> [Goal of the exercise]:
Revise the entries below by replacing every occurrence of "photo" with "image" and leaving all other text unchanged. Omit the pictures from your answer.

> [Point annotation dataset entries]:
- - - - - - -

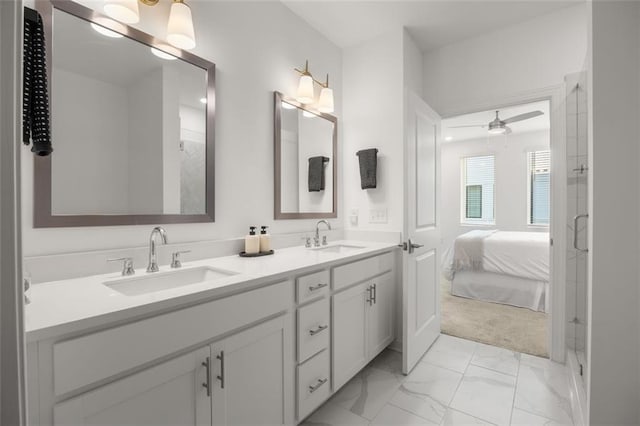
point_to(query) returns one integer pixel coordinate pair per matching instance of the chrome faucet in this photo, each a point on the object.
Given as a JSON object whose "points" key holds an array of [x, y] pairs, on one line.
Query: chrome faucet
{"points": [[316, 239], [153, 255]]}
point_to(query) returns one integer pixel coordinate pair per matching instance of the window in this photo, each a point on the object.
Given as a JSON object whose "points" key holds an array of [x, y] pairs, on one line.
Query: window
{"points": [[539, 166], [478, 176]]}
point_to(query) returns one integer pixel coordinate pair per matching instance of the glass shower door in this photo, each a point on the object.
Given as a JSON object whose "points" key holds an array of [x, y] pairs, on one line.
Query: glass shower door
{"points": [[577, 217]]}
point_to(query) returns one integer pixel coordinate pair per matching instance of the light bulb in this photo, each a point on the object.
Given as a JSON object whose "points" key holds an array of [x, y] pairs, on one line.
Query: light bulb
{"points": [[180, 31], [325, 103], [305, 90], [123, 10]]}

- - - - - - -

> [Solution for this task]:
point_to(query) returns one integer pixel coordinate pair per matching instance of the chrome faucet in this image, each a point on the object.
Given as a JSON object whose "points" key holds an array of [x, y] pairs, on one line.
Query: chrome faucet
{"points": [[316, 239], [153, 255]]}
point_to(query) returns one integer pixel coordinate pair per matching instance of the window in this image, each a point on the object.
Given as a JSON object whose "points" key holds an array of [x, y] pairs, on one line.
Query: window
{"points": [[539, 166], [478, 176]]}
point_to(query) returns one integer pixel coordinate pair per matching instance of the glass shower door in this image, each a point on the object.
Given as a JSON object whose "points" key holds an array of [x, y] pairs, on one line.
Query: glass shower door
{"points": [[577, 217]]}
point_to(query) returns one integer pixel coordinate pair per matching instance of the light bulb in this image, each a point on the object.
Given as a JSON object whose "points" key holds an array of [x, y] pairs, on one line.
Query: light bulb
{"points": [[180, 31], [325, 103], [305, 90], [123, 10]]}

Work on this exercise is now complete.